Text provided:
5.44am 24th February 2014 - Exhibitions & Conferences - This story was updated on Tuesday, February 25th, 2014

Calvin Peete addresses the audience during a panel discussion at The USGA African-American Golf History Symposium Saturday, February 22, 2014 at the USGA headquarters in Far Hills, NJ. (Copyright USGA/Matt Rainey)
Calvin Peete addresses the audience during a panel discussion at The USGA African-American Golf History Symposium Saturday, February 22, 2014 at the USGA headquarters in Far Hills, NJ. (Copyright USGA/Matt Rainey)

The United States Golf Association (USGA) is honoring African-American golf pioneers as part of the USGA Museum’s newest exhibit, “More Than A Game,” which focuses on how the creation of African-American golf clubs positively impacted the community despite the pervasive prejudice and racism of the Jim Crow era. The exhibit opened on Saturday, Feb. 22, 2014, and will run for two years.

The centerpiece of “More Than A Game” is the story of the late William “Bill” Powell and the Clearview Golf Club. Founded in 1946 in East Canton, Ohio, Clearview is the only public golf course in the United States designed, built and owned by an African American.

Curated by Susan Wasser, the USGA Museum’s assistant director, the exhibit is part of the USGA’s ongoing commitment to attracting a diverse audience to the game. This retrospective is one of the initiatives surrounding the African-American Golf History Archive, which was formed in 2010 by the USGA and The PGA of America to collect, preserve and celebrate the history of African Americans in golf. “More Than A Game” is the third exhibit in the USGA Museum since 2010 to celebrate minorities in golf.

“Our exhibition reflects on the lives of the pioneers in African-American golf history and how their courage and convictions changed the game,” said Wasser. “As the world’s leading institution for the study and celebration of golf history, the USGA Museum is a great resource to preserve and share the African-American golf experience in this way.”

The "More Than a Game" exhibit, which shares the stories of early African-American golf clubs and their impact on the game and the community, will run for two years at the USGAMuseum. (USGA/Rob Rabena)

Supplied information:
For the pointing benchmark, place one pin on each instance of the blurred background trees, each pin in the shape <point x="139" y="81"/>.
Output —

Exercise:
Answer these questions about the article on the USGA exhibit "More Than A Game":
1. Who curated the exhibit, and what is her position at the USGA Museum?
2. In what year and in what town was the Clearview Golf Club founded?
3. Which organizations formed the African-American Golf History Archive, and in what year?

Full solution:
1. Susan Wasser, the USGA Museum's assistant director.
2. In 1946, in East Canton, Ohio.
3. The USGA and The PGA of America, in 2010.